__YOUR TASK__
When a line in the material contains the word "point", copy it.

__DATA RECORDS__

((

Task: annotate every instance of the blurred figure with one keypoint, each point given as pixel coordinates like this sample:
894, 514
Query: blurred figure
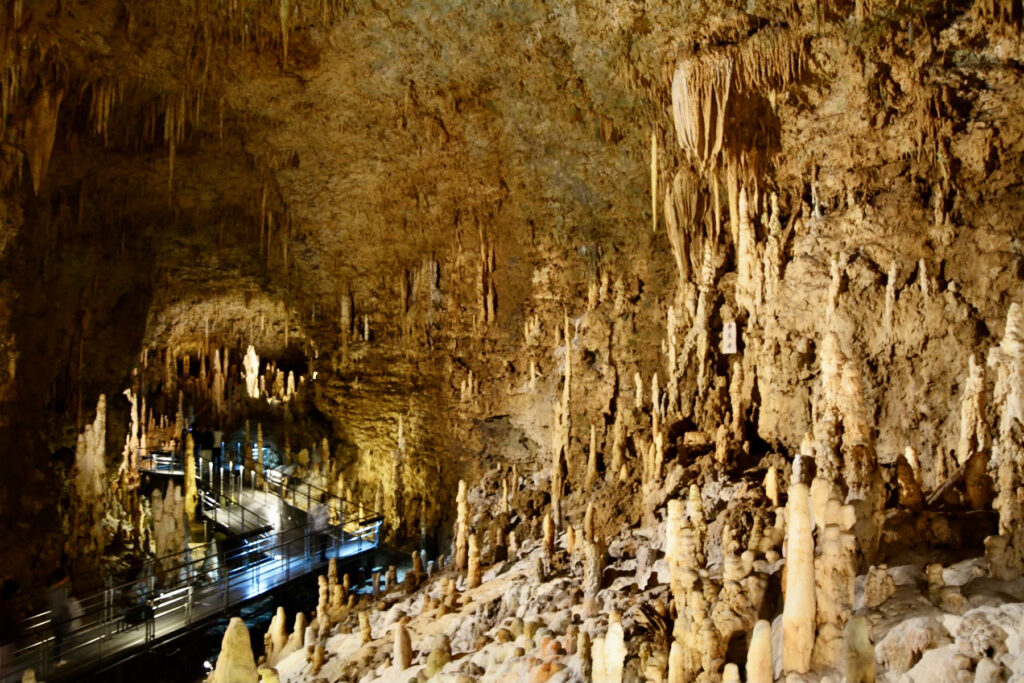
10, 628
57, 593
317, 525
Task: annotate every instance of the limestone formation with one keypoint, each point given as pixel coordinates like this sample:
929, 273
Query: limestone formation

))

__EXERCISE OUTPUT__
Task: annotate every instance of the blurred figure with one keypoint, each point given as pixel coordinates like this sample:
Task: annotate every instance of the limestone formation with one keypoint, each point given as pixel coordinates like this sample:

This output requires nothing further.